Update the listing below so that every "Annotation task" becomes "Labeling job", leaving all other text as it is.

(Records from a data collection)
########

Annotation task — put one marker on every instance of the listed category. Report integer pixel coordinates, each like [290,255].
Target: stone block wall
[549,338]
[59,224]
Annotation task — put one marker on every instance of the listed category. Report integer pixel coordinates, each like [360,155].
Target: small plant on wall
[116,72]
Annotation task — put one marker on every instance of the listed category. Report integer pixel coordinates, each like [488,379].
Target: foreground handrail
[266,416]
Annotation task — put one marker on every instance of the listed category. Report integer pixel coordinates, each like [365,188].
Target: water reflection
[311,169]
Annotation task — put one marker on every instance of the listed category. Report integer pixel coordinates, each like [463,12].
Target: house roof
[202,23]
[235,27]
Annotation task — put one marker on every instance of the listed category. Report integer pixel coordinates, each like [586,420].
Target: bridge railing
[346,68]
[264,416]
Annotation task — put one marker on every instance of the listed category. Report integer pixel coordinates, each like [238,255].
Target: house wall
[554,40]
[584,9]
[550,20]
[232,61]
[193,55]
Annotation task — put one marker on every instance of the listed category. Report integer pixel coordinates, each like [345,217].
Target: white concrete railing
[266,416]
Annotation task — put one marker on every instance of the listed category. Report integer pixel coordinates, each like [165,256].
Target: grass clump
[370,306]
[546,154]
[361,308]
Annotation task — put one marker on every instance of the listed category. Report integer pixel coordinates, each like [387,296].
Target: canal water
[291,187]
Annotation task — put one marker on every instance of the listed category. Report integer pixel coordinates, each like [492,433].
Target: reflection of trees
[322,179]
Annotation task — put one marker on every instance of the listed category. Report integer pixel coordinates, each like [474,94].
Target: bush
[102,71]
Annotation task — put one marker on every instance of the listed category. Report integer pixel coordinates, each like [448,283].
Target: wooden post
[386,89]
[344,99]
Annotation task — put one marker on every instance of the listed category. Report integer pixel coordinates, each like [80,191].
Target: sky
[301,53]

########

** Response **
Labeling job — put one marker on every instance of the listed category. Report integer pixel coordinates, each like [290,255].
Target: stone block wall
[549,338]
[59,224]
Labeling job — put one marker on every instance of the listed category. Report integer pixel coordinates, each like [360,155].
Target: small plant on wall
[116,72]
Labeling job — put one marker on every instance of the listed category. Report integer pixel coordinates, each like [488,379].
Target: foreground handrail
[266,416]
Labeling job — put one marker on every instance of the listed category. Report integer pixel coordinates, each like [365,188].
Target: water reflection
[311,169]
Labeling job — put one marker on every instance of the listed category. Report integer pixel coordinates, each like [463,12].
Target: house roof
[202,23]
[235,27]
Labeling job — put one marker on every instance of the listed category. Report integer pixel coordinates, each like [586,420].
Target: bridge railing
[346,68]
[264,416]
Labeling job — put one marker on every instance of the listed category. Report integer pixel coordinates, each like [238,255].
Target: house wall
[554,40]
[584,9]
[550,20]
[232,61]
[193,55]
Labeling job — put one marker on every instance of the listed category. Report integer pixel coordinates, each like [345,217].
Target: white concrete railing
[266,416]
Labeling job — put one marker on every instance of the listed category. Report integer pixel coordinates, each like [165,256].
Target: grass clump
[370,306]
[546,154]
[361,308]
Labeling job — put one marker on every instance of the listed category. Report integer pixel coordinates, each like [387,296].
Target: canal water
[291,187]
Labeling job — put one marker on every instance of the listed category. Report integer pixel coordinates, each like [492,433].
Target: reflection of trees
[322,179]
Labeling job — put one marker on every instance of the listed category. Report integer pixel coordinates, each like [474,94].
Target: bush
[102,71]
Labeling job — put one marker on every instance of the listed category. Report integer pixel coordinates, each like [448,283].
Target: wooden post
[386,89]
[344,99]
Labeling job — put one marker on every instance of the listed category. Report integer pixel coordinates, each like [80,191].
Target: sky
[301,53]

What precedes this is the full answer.